Text for analysis:

[ExI] rugged individualists
Dan
dan_ust at yahoo.com
Thu Jul 14 14:26:54 UTC 2011
I'm not surprised. I used to debate with Republicans in the US who believed they were not being subsidized by the government (in other words, by stolen goods) when in fact they were overlooking the vast interferences of the government in the economy.
But what does this ultimately mean? Government is good and everyone should support robbing everyone else?
And what's the "implied contract" here? How does one opt out of it? Since one can't, it seems calling it a contract is self-deception at best.

Task requirements:
[1] Decide whether each statement below agrees with the post about rugged individualists: (a) The writer once debated with Republicans in the US. (b) The writer holds that a person can opt out of the "implied contract." (c) The post is dated on a Thursday. For each, answer yes or no and quote the words of the post that settle it.
[2] In the post about rugged individualists, what does the writer say calling the "implied contract" a contract is, at best?
[3] Reproduce the passage of the post about rugged individualists starting at "[ExI] rugged individualists" and ending at "robbing everyone else?".

Stored items from a collection:
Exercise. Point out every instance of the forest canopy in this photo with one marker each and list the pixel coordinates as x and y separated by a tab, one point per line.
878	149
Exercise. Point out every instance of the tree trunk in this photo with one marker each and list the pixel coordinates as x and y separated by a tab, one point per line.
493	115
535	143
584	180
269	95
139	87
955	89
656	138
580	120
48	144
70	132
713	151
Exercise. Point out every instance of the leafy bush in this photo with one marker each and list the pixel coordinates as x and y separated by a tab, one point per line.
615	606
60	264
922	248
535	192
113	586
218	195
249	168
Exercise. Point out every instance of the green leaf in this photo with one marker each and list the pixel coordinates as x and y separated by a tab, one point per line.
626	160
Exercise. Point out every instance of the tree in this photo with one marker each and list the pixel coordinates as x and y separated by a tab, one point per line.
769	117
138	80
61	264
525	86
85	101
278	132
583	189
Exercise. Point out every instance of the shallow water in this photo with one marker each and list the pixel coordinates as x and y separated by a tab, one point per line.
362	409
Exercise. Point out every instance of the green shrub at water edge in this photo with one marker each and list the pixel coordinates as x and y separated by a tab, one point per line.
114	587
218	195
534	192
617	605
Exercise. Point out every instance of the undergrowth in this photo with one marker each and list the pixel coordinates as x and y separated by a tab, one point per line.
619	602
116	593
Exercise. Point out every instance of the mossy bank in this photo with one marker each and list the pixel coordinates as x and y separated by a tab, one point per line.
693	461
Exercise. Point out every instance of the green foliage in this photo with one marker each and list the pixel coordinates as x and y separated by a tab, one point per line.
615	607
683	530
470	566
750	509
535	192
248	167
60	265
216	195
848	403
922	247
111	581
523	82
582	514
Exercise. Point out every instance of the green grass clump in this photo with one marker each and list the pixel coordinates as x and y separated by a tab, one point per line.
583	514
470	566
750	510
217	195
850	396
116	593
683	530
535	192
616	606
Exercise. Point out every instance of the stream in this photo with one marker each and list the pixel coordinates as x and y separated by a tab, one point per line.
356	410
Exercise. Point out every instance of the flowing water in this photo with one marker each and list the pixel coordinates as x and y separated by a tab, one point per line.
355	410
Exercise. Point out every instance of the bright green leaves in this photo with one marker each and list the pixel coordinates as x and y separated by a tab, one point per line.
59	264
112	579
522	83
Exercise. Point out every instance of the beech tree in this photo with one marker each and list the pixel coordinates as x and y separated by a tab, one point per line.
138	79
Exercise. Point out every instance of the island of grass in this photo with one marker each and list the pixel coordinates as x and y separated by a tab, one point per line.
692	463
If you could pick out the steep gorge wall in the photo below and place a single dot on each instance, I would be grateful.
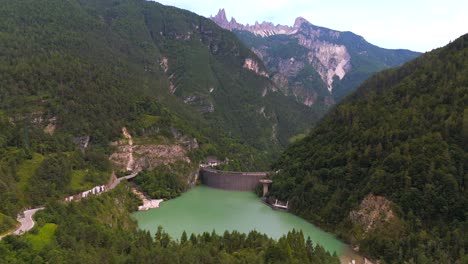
(228, 180)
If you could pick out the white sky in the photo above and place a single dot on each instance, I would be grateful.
(419, 25)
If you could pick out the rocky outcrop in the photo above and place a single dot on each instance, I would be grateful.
(262, 29)
(373, 212)
(135, 157)
(327, 58)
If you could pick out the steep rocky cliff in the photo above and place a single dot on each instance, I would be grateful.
(317, 65)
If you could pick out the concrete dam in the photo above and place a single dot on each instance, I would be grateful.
(230, 180)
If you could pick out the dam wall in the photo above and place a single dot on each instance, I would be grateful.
(229, 180)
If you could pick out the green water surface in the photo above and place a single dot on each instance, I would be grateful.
(205, 209)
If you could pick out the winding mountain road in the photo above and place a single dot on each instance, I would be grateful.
(26, 221)
(25, 218)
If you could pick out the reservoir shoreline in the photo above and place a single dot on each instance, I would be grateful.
(204, 209)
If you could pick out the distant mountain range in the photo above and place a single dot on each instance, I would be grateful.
(315, 64)
(386, 168)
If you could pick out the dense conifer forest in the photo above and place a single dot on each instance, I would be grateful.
(403, 135)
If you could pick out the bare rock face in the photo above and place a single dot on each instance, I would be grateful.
(328, 59)
(136, 157)
(262, 29)
(373, 212)
(252, 65)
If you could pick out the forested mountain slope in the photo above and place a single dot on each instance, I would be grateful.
(82, 69)
(387, 168)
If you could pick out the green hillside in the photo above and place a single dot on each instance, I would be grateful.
(81, 68)
(401, 136)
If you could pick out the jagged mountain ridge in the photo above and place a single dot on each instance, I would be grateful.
(296, 55)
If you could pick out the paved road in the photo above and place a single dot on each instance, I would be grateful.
(26, 221)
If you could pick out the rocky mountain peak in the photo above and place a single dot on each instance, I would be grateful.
(299, 21)
(221, 18)
(262, 29)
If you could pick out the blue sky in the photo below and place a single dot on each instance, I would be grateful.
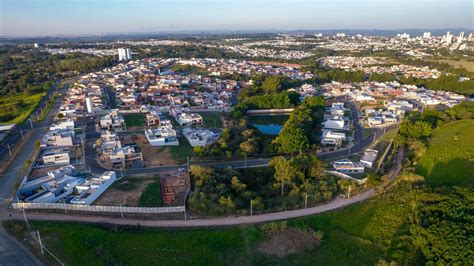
(72, 17)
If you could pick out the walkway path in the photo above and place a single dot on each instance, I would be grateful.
(333, 205)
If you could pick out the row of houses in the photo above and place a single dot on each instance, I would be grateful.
(67, 185)
(335, 125)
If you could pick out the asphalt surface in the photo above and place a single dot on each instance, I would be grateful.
(11, 252)
(335, 204)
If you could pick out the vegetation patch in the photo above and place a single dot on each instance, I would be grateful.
(151, 197)
(449, 158)
(281, 241)
(211, 119)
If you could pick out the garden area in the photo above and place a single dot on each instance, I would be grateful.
(134, 120)
(15, 109)
(285, 185)
(449, 158)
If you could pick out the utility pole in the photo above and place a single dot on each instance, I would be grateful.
(251, 207)
(24, 217)
(40, 242)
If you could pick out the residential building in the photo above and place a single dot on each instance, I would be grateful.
(189, 119)
(124, 54)
(369, 158)
(346, 166)
(56, 157)
(92, 188)
(200, 137)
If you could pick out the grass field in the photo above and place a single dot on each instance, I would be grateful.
(449, 159)
(134, 120)
(211, 119)
(179, 153)
(363, 233)
(151, 197)
(23, 110)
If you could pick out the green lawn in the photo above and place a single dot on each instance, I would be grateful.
(359, 234)
(179, 153)
(151, 197)
(449, 159)
(211, 119)
(24, 109)
(134, 120)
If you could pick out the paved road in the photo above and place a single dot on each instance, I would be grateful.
(333, 205)
(11, 252)
(330, 206)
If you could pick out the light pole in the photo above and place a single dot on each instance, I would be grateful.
(9, 149)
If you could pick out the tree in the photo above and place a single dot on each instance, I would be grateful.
(227, 202)
(284, 172)
(237, 185)
(248, 147)
(272, 84)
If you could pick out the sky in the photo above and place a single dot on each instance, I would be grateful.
(85, 17)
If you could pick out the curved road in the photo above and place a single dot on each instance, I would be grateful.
(267, 217)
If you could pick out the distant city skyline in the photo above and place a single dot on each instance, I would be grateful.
(89, 17)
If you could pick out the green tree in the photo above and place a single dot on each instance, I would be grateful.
(284, 172)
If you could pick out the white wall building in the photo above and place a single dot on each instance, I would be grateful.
(200, 137)
(92, 188)
(124, 54)
(369, 158)
(56, 157)
(162, 136)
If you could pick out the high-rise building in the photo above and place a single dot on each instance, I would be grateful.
(460, 37)
(124, 54)
(89, 105)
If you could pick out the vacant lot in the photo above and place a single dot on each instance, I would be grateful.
(132, 191)
(449, 159)
(361, 233)
(15, 109)
(151, 197)
(211, 119)
(468, 65)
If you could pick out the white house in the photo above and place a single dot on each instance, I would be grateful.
(199, 137)
(162, 136)
(346, 166)
(57, 138)
(56, 157)
(332, 138)
(336, 122)
(189, 119)
(369, 158)
(92, 188)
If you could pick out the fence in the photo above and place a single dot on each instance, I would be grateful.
(88, 208)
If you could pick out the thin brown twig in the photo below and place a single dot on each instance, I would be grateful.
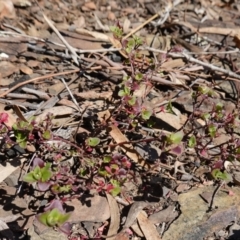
(38, 79)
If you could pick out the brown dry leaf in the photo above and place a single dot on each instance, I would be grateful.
(94, 95)
(182, 187)
(7, 68)
(166, 215)
(5, 232)
(33, 63)
(89, 6)
(97, 35)
(117, 135)
(11, 118)
(12, 46)
(7, 9)
(173, 63)
(25, 69)
(174, 120)
(22, 3)
(98, 211)
(149, 230)
(115, 217)
(79, 22)
(56, 111)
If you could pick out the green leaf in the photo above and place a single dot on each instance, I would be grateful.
(29, 178)
(212, 130)
(169, 108)
(117, 32)
(23, 144)
(139, 76)
(107, 159)
(132, 101)
(115, 191)
(146, 114)
(37, 174)
(219, 107)
(47, 135)
(175, 138)
(63, 218)
(205, 116)
(103, 172)
(46, 175)
(93, 142)
(43, 218)
(121, 93)
(192, 141)
(218, 175)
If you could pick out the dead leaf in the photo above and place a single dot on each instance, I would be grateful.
(7, 68)
(25, 69)
(56, 111)
(97, 35)
(115, 217)
(149, 230)
(7, 9)
(5, 231)
(166, 215)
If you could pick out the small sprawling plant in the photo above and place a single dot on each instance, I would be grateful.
(51, 176)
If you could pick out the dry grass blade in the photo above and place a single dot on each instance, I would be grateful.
(68, 46)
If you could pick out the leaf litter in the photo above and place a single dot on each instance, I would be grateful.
(195, 45)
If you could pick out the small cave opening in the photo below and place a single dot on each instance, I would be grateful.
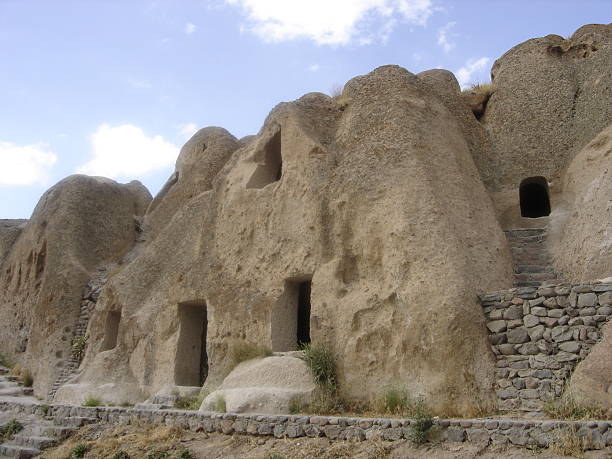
(272, 168)
(290, 325)
(191, 360)
(534, 199)
(111, 330)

Solutions:
[1]
(a) Yes: "I used to debate with Republicans in the US"
(b) No: "How does one opt out of it? Since one can't"
(c) Yes: "Thu Jul 14 14:26:54 UTC 2011"

[2] Self-deception.

[3]
[ExI] rugged individualists
Dan
dan_ust at yahoo.com
Thu Jul 14 14:26:54 UTC 2011
I'm not surprised. I used to debate with Republicans in the US who believed they were not being subsidized by the government (in other words, by stolen goods) when in fact they were overlooking the vast interferences of the government in the economy.
But what does this ultimately mean? Government is good and everyone should support robbing everyone else?